Ausgewählter Text.
◇ ◇ ◇ ◇

Was war besonders an der Arbeit in Lichtenberg? Gab es besondere Herausforderungen oder Chancen? 

“Schön fand ich verschiedene langjährige Kooperationen mit Menschen vor Ort, die gegen das Image als „Nazikiez“ wirklich was machen wollten. So wie die 10-jährige Kooperation mit dem Interkulturellen Bildungszentrum im Weitlingkiez. Wichtig waren Menschen wie Sufian Weise, Dietrich Lederer, Annette Kübler und andere. Aber ebenso berlinweite Fachprojekte mit denen wir einmal im Jahr einen gut besuchten Fachtag für Kita und Schule gestaltet haben zum vorurteilsbewussten und kultursensiblen Umgang mit Eltern und Kindern.

Christina Emmrich als Bürgermeisterin war für unsere Arbeit sehr wichtig. Sie stärkte uns nicht nur den Rücken. Sie positionierte sich eigentlich immer gegen rechts und sorgte für die Übernahme von Teilen der Netzwerkstelle in die bezirkliche Förderung.

Sehr geschätzt habe ich, dass es kontinuierlich mit allen beteiligten Mitarbeitenden, eine intensive Reflektion und Auseinandersetzung über unser Vorgehen und Konzept gegeben hat.”

◇ ◇ ◇ ◇

Datensätze
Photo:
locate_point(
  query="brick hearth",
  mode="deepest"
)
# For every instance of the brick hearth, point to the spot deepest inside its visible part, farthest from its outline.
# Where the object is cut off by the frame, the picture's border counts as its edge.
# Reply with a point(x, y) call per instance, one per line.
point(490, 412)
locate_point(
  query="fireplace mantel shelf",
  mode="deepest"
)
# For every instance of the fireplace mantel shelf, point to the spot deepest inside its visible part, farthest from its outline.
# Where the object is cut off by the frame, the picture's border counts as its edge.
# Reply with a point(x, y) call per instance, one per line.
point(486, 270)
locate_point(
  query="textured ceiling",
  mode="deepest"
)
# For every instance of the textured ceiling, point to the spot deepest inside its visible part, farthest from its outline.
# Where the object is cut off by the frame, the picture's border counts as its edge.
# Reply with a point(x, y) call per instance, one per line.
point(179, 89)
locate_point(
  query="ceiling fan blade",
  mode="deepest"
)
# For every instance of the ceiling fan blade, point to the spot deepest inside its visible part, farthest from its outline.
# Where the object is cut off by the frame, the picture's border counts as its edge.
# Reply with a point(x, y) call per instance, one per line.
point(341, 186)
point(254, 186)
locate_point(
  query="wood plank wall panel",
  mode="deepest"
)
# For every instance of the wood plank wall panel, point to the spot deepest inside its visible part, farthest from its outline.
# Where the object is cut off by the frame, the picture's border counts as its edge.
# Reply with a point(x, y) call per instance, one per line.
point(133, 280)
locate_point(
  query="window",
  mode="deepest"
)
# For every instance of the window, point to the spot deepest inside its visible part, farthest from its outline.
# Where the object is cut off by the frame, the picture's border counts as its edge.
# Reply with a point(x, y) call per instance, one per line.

◇ ◇ ◇ ◇

Übungsaufgaben.
1. Wie viele Jahre dauerte laut dem ausgewählten Text die Kooperation mit dem Interkulturellen Bildungszentrum im Weitlingkiez?
2. Bitte such aus den Zeilen jede heraus, in der die Zeichenfolge „farthest“ vorkommt.

Die Ergebnisse.
1. Sie dauerte zehn Jahre.

2.
# For every instance of the brick hearth, point to the spot deepest inside its visible part, farthest from its outline.
# For every instance of the fireplace mantel shelf, point to the spot deepest inside its visible part, farthest from its outline.
# For every instance of the textured ceiling, point to the spot deepest inside its visible part, farthest from its outline.
# For every instance of the ceiling fan blade, point to the spot deepest inside its visible part, farthest from its outline.
# For every instance of the wood plank wall panel, point to the spot deepest inside its visible part, farthest from its outline.
# For every instance of the window, point to the spot deepest inside its visible part, farthest from its outline.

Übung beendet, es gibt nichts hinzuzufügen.